Objectif 1: D'après l'extrait de jugement, à quelle date l'expert a-t-il déposé son rapport de carence au greffe ?
Objectif 2: Reformulez sous forme de liste le paragraphe de l'extrait de jugement qui commence par « Par jugement en date du 28 novembre 2023 », en conservant ses faits essentiels.

Bloc de texte:

◆ ◆ ◆

Par ordonnance du 13 décembre 2022, le juge de la mise en état a désigné un administrateur ad hoc pour représenter l’enfant [A].
Par jugement en date du 28 novembre 2023, le tribunal judiciaire de Nanterre a déclaré l’action en annulation de la reconnaissance introduite par le ministère public recevable et ordonné une expertise avant dire droit.
L’expert a déposé son rapport de carence au greffe le 3 avril 2024.
Dans ses dernières conclusions régulièrement signifiées par voie électronique le 7 mai 2024, le ministère public demande au tribunal de bien vouloir :
annuler la reconnaissance de l’enfant à laquelle M. [S] [I] a procédé,dire que M. [S] [I] n’est pas le père de l’enfant, dire que l’enfant ne pourra pas se nommer [I],ordonner la transcription du dispositif de la décision en marge de son acte de naissance, statuer ce que de droit sur les dépens.
Il réitère les moyens déjà développés dans son assignation au soutien de l’annulation de la reconnaissance, qu’il considère comme étant frauduleuse. Il ajoute que le refus de M. [I] de se soumettre à l’expertise constitue un indice supplémentaire au soutien de cette annulation.
Dans ses dernières conclusions régulièrement signifiées par voie électronique le 7 mai 2024, Mme [X] [Z] demande au tribunal de rejeter la demande et de statuer sur les dépens comme en matière d’aide juridictionnelle.

◆ ◆ ◆

Données enregistrées:
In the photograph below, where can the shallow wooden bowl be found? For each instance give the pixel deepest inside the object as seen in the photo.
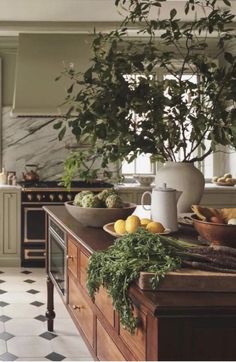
(97, 217)
(217, 234)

◆ ◆ ◆

Résultat attendu 1: Le 3 avril 2024.

Résultat attendu 2:
- 28 novembre 2023 : jugement du tribunal judiciaire de Nanterre
- Action en annulation de la reconnaissance, introduite par le ministère public, déclarée recevable
- Expertise ordonnée avant dire droit